## What you need to do
The line containing "Every instance of the navy" and every line after it through the end of the records: return those exactly, and nothing more.

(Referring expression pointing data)

★ ★ ★ ★ ★

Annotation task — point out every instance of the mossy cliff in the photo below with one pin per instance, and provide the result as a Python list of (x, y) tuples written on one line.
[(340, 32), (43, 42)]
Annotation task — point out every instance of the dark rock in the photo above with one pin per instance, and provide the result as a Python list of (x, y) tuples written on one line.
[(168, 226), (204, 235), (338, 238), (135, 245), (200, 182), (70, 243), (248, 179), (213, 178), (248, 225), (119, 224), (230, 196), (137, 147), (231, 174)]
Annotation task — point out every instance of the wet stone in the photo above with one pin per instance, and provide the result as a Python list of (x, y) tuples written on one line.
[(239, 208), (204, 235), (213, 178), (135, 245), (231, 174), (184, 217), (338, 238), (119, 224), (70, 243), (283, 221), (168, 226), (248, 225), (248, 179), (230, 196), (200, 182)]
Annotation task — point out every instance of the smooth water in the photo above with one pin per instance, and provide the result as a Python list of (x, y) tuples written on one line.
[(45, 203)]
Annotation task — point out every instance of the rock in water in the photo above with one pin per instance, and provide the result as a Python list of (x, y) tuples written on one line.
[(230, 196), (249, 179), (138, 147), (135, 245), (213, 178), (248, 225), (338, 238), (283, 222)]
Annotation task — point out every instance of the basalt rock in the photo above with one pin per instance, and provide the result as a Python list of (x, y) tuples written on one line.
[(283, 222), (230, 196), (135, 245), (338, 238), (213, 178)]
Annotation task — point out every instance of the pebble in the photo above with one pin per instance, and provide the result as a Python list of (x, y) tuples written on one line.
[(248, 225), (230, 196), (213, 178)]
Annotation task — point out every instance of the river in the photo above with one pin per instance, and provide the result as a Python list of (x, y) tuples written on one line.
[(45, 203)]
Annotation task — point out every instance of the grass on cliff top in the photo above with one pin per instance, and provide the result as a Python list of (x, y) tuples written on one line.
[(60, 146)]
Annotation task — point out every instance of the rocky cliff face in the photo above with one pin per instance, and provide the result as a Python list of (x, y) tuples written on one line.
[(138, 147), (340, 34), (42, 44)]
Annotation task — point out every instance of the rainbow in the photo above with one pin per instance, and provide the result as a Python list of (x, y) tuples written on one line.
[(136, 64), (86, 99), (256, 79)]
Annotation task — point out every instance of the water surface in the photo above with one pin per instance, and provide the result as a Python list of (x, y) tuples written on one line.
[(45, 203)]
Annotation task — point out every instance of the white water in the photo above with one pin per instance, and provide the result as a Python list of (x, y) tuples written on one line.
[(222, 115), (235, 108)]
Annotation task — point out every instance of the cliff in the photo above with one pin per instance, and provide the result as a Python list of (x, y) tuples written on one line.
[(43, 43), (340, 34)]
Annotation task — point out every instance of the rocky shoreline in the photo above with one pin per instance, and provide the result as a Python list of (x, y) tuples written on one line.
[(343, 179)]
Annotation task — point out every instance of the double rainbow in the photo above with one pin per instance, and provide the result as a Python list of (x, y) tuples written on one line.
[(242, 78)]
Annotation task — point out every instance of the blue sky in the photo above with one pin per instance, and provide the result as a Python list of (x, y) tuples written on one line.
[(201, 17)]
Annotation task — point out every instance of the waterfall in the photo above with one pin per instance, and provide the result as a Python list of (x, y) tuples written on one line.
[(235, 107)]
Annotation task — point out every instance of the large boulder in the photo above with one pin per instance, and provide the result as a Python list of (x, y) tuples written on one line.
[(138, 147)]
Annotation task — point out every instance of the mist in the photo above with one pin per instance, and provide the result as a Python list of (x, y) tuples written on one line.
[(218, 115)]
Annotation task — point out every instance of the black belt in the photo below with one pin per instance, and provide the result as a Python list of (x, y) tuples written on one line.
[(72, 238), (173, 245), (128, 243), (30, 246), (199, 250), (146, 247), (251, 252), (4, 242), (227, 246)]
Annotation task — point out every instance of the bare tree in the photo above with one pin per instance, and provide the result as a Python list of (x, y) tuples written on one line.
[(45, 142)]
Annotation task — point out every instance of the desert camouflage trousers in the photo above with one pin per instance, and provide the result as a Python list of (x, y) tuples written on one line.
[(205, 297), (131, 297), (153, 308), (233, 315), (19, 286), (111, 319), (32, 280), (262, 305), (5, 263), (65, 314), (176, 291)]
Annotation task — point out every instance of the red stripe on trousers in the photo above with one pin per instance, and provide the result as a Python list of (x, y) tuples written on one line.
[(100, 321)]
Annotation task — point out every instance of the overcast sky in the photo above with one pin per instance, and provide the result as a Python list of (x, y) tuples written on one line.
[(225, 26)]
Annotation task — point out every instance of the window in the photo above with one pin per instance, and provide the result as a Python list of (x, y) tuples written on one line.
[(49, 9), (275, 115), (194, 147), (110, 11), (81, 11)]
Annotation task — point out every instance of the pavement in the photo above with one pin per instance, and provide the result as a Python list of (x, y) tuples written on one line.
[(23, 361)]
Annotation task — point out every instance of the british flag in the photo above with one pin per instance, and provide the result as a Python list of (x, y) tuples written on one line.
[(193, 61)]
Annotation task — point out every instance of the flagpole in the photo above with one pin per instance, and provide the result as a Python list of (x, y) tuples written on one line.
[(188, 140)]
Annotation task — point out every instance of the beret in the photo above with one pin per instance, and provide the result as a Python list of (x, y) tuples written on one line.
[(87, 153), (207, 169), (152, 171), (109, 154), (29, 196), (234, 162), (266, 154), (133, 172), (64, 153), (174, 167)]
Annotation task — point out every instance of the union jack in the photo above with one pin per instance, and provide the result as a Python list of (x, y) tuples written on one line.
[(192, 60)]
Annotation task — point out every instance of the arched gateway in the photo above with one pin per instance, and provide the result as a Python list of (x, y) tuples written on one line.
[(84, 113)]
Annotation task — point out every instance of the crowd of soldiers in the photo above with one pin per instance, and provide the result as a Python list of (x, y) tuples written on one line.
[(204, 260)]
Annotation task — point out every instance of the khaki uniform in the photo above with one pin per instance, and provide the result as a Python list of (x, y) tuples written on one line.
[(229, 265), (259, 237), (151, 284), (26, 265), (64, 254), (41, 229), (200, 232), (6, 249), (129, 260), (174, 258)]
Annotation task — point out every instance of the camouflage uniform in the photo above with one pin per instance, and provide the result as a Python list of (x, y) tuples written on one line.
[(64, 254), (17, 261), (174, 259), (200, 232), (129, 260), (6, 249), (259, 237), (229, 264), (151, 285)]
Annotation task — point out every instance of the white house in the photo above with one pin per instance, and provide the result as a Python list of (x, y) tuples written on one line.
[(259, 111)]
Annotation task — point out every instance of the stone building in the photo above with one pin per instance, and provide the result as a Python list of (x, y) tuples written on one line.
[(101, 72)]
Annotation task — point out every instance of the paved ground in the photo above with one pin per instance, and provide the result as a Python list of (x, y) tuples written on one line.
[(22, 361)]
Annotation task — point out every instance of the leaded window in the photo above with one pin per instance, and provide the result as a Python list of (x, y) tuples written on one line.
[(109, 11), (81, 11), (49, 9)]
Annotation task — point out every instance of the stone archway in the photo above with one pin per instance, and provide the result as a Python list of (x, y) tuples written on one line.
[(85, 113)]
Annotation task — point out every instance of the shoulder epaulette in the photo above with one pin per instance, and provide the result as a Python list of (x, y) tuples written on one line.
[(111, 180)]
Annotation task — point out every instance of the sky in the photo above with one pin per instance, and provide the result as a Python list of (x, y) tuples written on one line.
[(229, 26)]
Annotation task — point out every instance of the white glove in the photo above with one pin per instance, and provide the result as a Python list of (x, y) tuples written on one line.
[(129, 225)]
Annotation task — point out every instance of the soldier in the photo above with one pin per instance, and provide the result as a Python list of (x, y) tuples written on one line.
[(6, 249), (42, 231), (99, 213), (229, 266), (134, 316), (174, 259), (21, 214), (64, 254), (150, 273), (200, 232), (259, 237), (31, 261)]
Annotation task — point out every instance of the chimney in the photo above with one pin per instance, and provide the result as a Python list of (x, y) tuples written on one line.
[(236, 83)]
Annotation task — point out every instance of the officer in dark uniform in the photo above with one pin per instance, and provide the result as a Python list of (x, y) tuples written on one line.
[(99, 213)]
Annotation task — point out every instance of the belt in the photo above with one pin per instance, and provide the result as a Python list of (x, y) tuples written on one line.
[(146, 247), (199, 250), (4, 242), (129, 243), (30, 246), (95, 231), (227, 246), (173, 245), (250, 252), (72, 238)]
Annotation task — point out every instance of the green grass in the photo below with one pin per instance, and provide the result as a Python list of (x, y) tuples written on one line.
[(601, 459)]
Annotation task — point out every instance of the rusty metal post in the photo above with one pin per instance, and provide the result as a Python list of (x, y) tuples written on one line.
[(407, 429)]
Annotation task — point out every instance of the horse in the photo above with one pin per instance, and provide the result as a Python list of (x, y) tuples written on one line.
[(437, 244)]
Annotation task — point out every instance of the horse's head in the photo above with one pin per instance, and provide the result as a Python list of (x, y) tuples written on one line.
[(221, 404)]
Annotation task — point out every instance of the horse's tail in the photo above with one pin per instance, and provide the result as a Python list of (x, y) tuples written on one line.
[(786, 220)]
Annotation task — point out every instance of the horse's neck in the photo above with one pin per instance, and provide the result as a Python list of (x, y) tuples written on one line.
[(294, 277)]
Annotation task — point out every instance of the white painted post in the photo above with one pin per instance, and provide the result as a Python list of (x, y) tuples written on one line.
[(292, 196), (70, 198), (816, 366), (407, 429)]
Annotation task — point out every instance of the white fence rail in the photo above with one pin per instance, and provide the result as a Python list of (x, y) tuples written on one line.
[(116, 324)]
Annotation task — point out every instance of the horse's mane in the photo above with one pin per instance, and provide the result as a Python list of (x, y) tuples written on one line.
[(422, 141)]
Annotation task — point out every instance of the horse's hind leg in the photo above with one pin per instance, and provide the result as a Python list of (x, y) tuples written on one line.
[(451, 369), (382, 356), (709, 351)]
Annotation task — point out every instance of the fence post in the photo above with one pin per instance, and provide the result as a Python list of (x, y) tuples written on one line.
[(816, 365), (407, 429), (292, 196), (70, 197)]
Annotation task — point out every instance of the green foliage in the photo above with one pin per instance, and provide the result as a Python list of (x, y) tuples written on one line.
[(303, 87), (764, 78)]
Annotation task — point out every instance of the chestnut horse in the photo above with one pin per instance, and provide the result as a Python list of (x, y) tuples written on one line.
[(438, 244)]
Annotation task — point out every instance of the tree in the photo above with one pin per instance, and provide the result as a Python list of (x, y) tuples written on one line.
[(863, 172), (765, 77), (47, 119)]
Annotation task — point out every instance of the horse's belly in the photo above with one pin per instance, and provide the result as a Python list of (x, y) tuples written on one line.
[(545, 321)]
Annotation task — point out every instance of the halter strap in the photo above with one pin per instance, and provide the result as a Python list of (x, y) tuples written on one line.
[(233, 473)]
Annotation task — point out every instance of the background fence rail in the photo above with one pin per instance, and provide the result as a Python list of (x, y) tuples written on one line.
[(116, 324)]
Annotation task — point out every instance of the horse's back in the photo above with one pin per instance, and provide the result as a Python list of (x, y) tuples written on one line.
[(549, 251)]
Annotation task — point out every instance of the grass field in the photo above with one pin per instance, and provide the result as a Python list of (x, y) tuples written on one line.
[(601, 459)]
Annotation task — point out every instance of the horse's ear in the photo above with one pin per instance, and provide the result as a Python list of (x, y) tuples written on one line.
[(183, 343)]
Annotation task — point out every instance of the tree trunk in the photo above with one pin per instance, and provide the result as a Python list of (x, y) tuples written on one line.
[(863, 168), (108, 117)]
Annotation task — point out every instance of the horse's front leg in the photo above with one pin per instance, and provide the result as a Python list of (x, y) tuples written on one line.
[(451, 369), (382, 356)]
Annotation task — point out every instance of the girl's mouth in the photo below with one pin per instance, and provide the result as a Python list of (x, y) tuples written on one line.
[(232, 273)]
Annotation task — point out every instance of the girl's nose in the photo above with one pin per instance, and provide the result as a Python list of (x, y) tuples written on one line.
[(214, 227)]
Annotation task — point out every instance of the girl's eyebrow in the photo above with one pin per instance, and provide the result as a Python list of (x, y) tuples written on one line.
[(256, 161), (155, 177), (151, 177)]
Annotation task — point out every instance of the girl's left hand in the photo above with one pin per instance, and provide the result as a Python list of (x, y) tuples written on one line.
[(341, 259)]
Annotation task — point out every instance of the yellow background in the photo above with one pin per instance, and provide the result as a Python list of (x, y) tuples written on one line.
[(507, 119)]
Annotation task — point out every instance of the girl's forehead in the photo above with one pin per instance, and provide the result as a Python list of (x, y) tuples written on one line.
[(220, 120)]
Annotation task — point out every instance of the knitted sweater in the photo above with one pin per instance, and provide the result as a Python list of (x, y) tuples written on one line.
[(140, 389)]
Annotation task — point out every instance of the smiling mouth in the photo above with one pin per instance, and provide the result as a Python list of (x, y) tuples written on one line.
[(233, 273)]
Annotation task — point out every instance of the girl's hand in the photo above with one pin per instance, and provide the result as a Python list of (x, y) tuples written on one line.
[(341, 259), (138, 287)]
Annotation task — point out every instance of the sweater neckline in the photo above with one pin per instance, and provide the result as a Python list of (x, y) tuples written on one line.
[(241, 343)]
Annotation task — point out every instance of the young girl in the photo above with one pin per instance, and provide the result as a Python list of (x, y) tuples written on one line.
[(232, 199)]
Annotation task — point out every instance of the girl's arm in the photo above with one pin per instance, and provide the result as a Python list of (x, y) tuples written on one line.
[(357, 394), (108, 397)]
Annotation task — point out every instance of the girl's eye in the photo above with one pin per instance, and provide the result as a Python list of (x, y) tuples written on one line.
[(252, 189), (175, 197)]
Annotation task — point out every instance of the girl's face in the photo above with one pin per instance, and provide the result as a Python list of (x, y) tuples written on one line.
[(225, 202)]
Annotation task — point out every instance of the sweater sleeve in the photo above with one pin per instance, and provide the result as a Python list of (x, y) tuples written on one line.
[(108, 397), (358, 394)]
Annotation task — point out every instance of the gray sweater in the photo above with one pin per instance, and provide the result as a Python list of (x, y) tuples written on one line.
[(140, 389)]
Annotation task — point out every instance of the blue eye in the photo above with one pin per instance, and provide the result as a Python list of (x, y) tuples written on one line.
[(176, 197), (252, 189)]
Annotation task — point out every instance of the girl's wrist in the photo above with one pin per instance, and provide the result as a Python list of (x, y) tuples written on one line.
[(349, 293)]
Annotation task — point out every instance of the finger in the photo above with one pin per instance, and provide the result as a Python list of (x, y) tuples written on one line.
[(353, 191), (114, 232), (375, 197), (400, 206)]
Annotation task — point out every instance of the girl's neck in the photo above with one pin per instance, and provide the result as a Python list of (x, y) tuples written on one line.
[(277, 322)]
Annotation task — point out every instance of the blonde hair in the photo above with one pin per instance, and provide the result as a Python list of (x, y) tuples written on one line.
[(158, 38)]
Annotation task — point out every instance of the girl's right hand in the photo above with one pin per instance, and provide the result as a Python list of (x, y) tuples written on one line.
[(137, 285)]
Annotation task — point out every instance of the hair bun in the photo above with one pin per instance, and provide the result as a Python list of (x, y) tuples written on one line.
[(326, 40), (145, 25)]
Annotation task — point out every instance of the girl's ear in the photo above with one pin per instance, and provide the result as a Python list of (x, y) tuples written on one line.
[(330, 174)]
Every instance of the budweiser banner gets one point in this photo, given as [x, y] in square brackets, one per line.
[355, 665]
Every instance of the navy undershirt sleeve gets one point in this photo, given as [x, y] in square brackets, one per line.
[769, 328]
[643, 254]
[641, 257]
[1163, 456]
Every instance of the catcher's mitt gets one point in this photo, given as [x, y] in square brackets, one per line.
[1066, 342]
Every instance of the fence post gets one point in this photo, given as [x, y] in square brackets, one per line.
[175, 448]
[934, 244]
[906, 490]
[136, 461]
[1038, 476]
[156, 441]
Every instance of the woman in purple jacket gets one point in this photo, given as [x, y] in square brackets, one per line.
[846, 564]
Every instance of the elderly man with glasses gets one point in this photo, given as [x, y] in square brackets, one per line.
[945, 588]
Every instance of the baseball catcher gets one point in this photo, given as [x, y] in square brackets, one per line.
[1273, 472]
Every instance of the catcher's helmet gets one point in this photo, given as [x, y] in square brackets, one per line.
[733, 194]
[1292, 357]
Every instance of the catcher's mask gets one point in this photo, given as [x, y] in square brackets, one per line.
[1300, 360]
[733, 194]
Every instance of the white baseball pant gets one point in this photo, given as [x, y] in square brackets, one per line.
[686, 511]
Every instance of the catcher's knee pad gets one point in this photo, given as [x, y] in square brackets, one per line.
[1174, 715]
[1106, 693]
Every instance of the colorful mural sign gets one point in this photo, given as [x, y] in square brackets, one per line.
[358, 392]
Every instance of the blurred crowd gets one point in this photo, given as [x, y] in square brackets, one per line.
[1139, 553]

★ ★ ★ ★ ★

## Task solution
Every instance of the navy undershirt sleeve gets one point in this photo, given as [x, y] in square brackets, one per line.
[769, 328]
[643, 254]
[641, 257]
[1163, 456]
Every instance of the catcher's mitt gets one point in this photo, given as [x, y] in square brackets, one per line.
[1066, 342]
Every instance of the fence post gets one point in this photo, given as [x, y] in square brackets, one per line.
[175, 448]
[934, 244]
[906, 490]
[136, 461]
[1038, 476]
[156, 441]
Every instance of the woman in purple jacket gets one point in this photo, given as [x, y] in square brackets, one per line.
[846, 564]
Every instance of the elderly man with glasses gets one point in this photo, given as [x, y] in square brackets, one per line.
[945, 588]
Every instance of the baseball catcher gets one point in this photo, given as [x, y] in square brackets, one per line.
[1273, 472]
Every instance of the catcher's helmet gets one point in this photo, given as [x, y] in square brackets, one per line.
[733, 194]
[1292, 357]
Every instance of the catcher's mask gets one point in this photo, given as [x, y] in square brackets, one per line.
[1300, 360]
[733, 194]
Every instance of the white baseball pant gets one point in this photo, given as [x, y] in square brackets, one per line.
[686, 511]
Every instance of the catcher's knee pad gets one point in this photo, given as [x, y] in square brackets, one per line.
[1174, 715]
[1106, 693]
Every instance of the colorful mural sign gets one point in this photo, given as [x, y] in square brackets, one per line.
[358, 392]
Every instance of the blurred crowd gets one point in this photo, given as [x, y] in square brackets, one per line.
[1139, 553]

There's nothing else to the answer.